Try it>
Restate the last part of the records below word for word, beginning at the line with "of the green" and ending at the final line.

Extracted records
════════

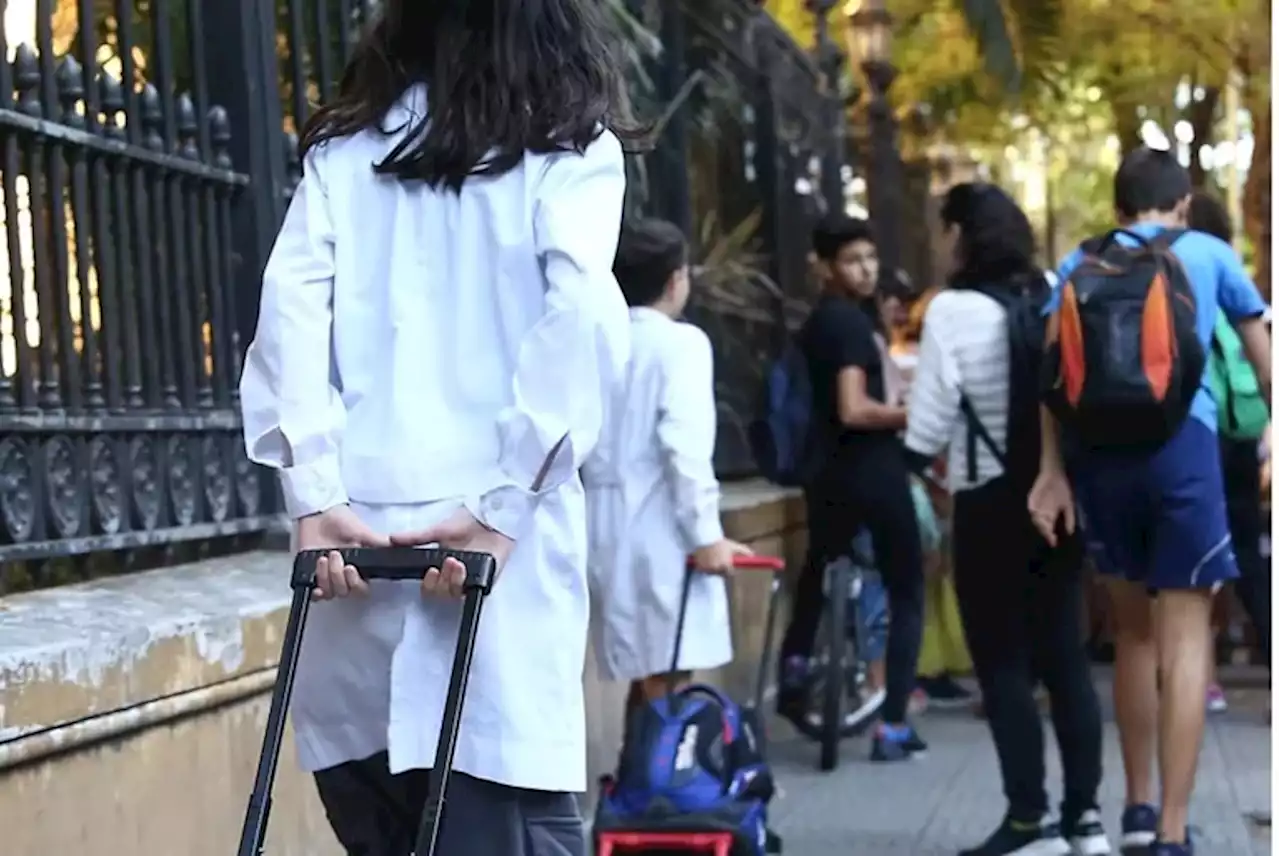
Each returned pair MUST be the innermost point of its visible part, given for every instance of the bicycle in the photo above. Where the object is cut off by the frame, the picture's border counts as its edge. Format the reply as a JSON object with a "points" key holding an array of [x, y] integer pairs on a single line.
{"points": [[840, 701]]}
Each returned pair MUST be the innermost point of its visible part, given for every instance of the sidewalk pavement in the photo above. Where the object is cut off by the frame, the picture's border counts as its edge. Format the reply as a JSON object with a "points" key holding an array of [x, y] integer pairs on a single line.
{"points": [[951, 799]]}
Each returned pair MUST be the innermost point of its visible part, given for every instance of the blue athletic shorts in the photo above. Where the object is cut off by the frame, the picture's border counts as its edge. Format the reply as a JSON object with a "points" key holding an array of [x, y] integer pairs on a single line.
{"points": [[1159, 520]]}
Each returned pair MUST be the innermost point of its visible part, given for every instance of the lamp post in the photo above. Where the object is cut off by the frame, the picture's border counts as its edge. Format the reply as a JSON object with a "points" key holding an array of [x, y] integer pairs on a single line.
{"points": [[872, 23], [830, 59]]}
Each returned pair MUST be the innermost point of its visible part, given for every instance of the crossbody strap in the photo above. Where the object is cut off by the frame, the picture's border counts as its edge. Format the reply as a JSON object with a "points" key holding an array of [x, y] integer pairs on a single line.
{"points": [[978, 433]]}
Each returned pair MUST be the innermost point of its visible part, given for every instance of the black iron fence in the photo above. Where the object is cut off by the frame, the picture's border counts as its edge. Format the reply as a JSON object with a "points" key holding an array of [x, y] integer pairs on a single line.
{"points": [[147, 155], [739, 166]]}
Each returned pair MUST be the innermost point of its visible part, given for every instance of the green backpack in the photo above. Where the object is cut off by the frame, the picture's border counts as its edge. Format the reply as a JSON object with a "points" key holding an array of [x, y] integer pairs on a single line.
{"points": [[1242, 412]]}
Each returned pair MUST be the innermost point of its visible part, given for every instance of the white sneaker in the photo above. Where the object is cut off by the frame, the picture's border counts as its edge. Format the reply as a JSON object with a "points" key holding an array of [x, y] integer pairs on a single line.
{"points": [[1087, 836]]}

════════

Answer below>
Each returned pair MUST be the innermost point of its visible part, given for every instance of the green backpack in the photo above. Where the object is cut off by the frame, the picture's border counts as its edge. Format the reply as a JSON object with a "points" key holding an array of [x, y] integer pairs on a single line.
{"points": [[1242, 412]]}
Each returned pair MUST be the innermost point of its visible part, given for every instance of the white sneaker in the photo above. Where the object is cut off by the frame, the picture's border counts as its edge. Format the reply as a JSON object with a "points" key holding an array of [x, y] integer pairs on a single line.
{"points": [[1087, 836]]}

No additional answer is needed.